→ TASK DETAILS
Rewrite the rows from the line containing "Locate the stone" through the end of the rows, swapping "shrub" for "bush" and keeping everything else the same. Leave the pictures out of your answer.

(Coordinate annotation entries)

%%

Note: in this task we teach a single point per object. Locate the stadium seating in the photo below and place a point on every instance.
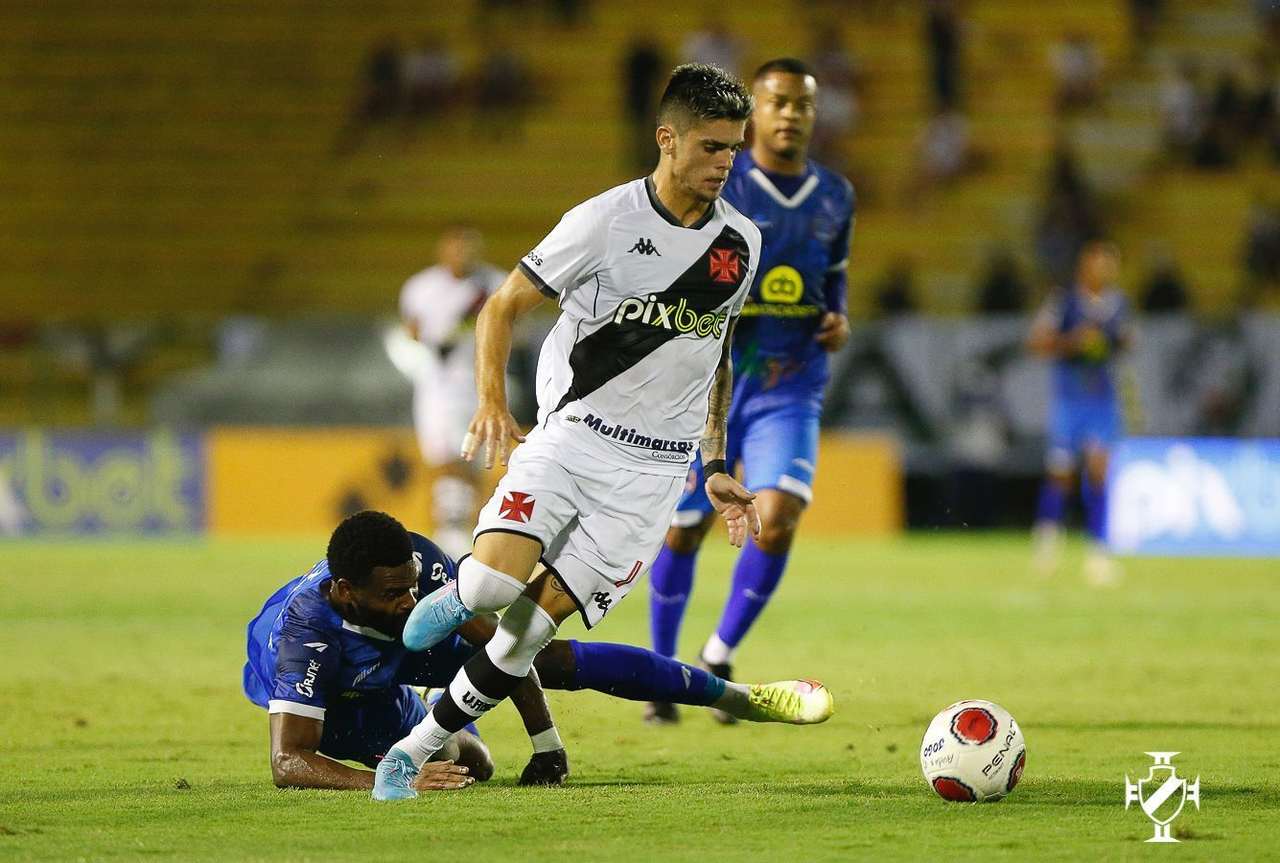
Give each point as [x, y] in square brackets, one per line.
[179, 161]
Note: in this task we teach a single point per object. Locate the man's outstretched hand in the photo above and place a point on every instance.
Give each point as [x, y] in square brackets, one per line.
[442, 776]
[494, 433]
[735, 503]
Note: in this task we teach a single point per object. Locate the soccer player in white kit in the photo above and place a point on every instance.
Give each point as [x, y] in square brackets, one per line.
[632, 380]
[439, 307]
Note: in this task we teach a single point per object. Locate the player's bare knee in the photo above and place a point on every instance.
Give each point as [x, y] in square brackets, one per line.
[513, 555]
[485, 588]
[776, 538]
[554, 665]
[780, 519]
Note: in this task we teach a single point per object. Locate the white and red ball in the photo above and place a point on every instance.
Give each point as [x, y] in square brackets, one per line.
[973, 752]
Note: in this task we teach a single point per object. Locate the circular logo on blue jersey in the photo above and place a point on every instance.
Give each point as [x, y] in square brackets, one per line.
[782, 284]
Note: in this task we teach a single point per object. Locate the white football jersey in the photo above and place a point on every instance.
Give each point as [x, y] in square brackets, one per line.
[645, 305]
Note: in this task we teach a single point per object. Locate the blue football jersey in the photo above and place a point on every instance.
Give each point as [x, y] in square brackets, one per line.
[1088, 378]
[807, 223]
[304, 657]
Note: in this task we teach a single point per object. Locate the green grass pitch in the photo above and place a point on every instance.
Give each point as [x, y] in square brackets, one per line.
[124, 735]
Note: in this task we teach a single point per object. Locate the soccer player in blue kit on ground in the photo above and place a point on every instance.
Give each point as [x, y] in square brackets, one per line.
[1080, 332]
[794, 318]
[327, 662]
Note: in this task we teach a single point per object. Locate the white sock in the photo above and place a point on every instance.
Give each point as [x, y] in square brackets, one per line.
[716, 652]
[424, 740]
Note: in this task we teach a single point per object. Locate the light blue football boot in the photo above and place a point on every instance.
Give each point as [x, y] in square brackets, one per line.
[434, 617]
[393, 780]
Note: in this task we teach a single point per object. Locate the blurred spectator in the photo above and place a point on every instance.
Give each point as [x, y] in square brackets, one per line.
[1164, 288]
[895, 293]
[503, 92]
[1269, 21]
[643, 76]
[839, 108]
[1078, 73]
[1260, 99]
[1262, 246]
[714, 44]
[1002, 288]
[1182, 106]
[944, 153]
[942, 37]
[1143, 19]
[382, 95]
[567, 13]
[1069, 218]
[1219, 142]
[430, 78]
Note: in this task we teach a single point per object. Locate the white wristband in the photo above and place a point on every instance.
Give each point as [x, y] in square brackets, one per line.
[547, 740]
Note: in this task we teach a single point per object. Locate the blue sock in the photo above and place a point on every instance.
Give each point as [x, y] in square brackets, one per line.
[670, 583]
[1095, 500]
[640, 675]
[1052, 503]
[754, 580]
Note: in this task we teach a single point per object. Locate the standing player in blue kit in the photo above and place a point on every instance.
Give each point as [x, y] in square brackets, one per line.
[795, 315]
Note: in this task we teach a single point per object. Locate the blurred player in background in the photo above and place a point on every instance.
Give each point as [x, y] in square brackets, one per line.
[438, 309]
[1080, 332]
[794, 318]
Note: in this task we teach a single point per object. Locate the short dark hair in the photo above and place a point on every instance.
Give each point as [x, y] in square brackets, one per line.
[698, 91]
[786, 65]
[366, 540]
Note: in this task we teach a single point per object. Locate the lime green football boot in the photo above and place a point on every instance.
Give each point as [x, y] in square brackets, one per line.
[796, 702]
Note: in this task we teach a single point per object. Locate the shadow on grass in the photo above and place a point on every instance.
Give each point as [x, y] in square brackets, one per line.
[1142, 725]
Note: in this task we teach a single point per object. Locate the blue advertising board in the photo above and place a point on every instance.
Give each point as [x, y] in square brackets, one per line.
[1194, 496]
[94, 483]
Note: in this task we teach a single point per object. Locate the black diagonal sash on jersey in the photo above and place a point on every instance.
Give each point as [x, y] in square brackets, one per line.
[617, 346]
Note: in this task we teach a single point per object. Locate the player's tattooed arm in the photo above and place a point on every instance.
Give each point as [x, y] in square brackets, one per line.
[727, 496]
[721, 396]
[493, 432]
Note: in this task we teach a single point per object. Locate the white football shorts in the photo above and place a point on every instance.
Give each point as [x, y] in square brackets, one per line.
[600, 526]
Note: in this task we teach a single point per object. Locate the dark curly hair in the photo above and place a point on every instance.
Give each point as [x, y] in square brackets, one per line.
[364, 542]
[698, 91]
[784, 65]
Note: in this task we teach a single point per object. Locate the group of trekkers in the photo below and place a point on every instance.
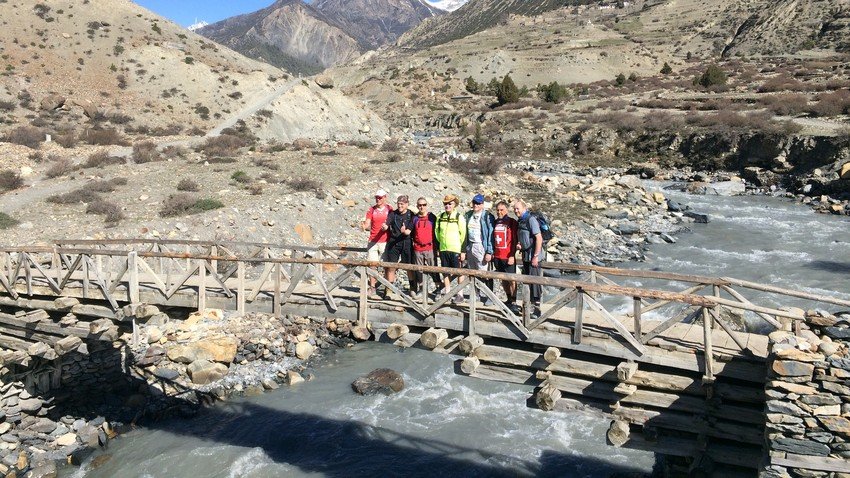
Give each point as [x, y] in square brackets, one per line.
[474, 239]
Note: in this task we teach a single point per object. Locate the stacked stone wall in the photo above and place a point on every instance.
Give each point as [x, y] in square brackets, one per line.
[807, 415]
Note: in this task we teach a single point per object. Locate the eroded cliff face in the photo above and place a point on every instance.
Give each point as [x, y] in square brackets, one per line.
[374, 23]
[296, 30]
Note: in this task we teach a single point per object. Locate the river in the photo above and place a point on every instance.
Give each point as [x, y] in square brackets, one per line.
[443, 424]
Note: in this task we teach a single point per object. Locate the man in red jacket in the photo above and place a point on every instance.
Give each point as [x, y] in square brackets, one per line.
[376, 223]
[505, 238]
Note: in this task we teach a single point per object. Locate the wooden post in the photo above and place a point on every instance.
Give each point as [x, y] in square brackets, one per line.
[27, 273]
[202, 285]
[56, 265]
[577, 331]
[277, 304]
[240, 288]
[133, 281]
[363, 308]
[473, 301]
[432, 337]
[707, 321]
[637, 305]
[526, 305]
[424, 290]
[85, 266]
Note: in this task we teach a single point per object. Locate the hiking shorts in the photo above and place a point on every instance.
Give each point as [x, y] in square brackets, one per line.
[400, 252]
[501, 265]
[376, 251]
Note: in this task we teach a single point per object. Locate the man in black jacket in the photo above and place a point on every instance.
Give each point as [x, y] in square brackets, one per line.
[400, 243]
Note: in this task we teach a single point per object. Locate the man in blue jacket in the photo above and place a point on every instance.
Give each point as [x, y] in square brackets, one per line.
[478, 247]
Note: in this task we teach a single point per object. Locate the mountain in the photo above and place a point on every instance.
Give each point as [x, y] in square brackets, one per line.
[447, 5]
[374, 23]
[307, 38]
[127, 66]
[476, 16]
[289, 34]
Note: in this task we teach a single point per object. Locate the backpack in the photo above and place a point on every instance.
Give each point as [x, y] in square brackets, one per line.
[545, 229]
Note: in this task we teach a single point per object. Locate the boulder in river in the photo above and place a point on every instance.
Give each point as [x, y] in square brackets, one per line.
[698, 217]
[382, 380]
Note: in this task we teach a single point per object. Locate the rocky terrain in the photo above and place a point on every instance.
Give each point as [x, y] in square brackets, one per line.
[120, 73]
[307, 38]
[178, 365]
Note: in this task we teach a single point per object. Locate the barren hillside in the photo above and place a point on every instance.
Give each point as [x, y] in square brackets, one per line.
[112, 61]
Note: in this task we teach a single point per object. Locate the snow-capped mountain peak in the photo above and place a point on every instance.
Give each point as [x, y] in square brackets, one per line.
[446, 5]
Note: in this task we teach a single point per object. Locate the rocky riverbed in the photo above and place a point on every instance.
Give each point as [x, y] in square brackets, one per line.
[170, 365]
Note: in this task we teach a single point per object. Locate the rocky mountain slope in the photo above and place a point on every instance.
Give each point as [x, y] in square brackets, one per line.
[307, 38]
[476, 16]
[117, 62]
[289, 34]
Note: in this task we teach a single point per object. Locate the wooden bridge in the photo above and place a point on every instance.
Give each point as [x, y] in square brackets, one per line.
[671, 369]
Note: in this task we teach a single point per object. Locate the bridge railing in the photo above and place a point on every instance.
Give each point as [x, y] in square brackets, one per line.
[121, 271]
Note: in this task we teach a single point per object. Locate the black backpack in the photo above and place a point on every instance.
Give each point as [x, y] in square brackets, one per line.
[545, 229]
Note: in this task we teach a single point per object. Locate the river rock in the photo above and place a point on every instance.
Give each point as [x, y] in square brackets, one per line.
[382, 380]
[787, 368]
[325, 81]
[800, 447]
[304, 350]
[66, 439]
[845, 171]
[67, 344]
[214, 349]
[46, 469]
[204, 371]
[31, 405]
[154, 334]
[698, 218]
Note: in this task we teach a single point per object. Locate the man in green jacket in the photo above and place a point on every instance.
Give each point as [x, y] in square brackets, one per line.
[451, 235]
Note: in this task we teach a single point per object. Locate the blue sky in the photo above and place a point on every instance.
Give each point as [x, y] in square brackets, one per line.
[186, 12]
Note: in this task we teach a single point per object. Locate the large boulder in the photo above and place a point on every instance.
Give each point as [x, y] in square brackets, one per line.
[325, 81]
[203, 371]
[382, 380]
[215, 349]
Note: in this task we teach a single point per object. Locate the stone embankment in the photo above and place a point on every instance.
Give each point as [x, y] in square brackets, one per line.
[808, 400]
[601, 215]
[71, 382]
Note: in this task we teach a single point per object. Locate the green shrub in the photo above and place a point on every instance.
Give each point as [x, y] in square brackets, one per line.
[620, 80]
[10, 180]
[712, 76]
[507, 91]
[553, 92]
[240, 177]
[7, 221]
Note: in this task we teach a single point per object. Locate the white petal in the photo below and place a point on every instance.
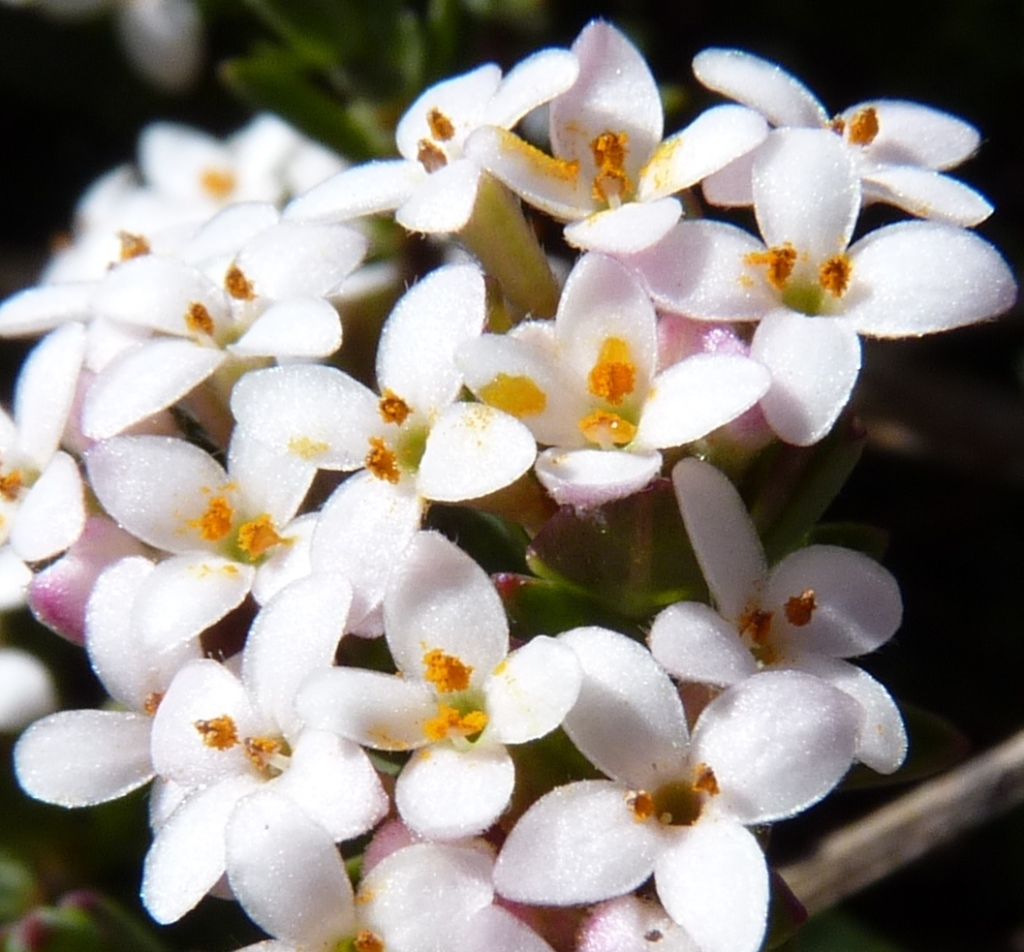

%%

→ RESULT FOR THIS TASK
Note: in this task we teach a single point per object. Locate the stone embankment in the photo above and place a point on every instance.
Give each point as [x, y] in square brackets, one per line.
[808, 400]
[601, 215]
[71, 382]
Note: in this task we teach a single point per object. Locate the green bush in the photo above and place a point on every instance.
Give each point as [x, y] in square brackets, one per line.
[620, 80]
[10, 180]
[712, 76]
[507, 91]
[553, 92]
[240, 177]
[7, 221]
Note: in this task we teach a single point per object. Locate the white petal in the photo below and place a point on every instance.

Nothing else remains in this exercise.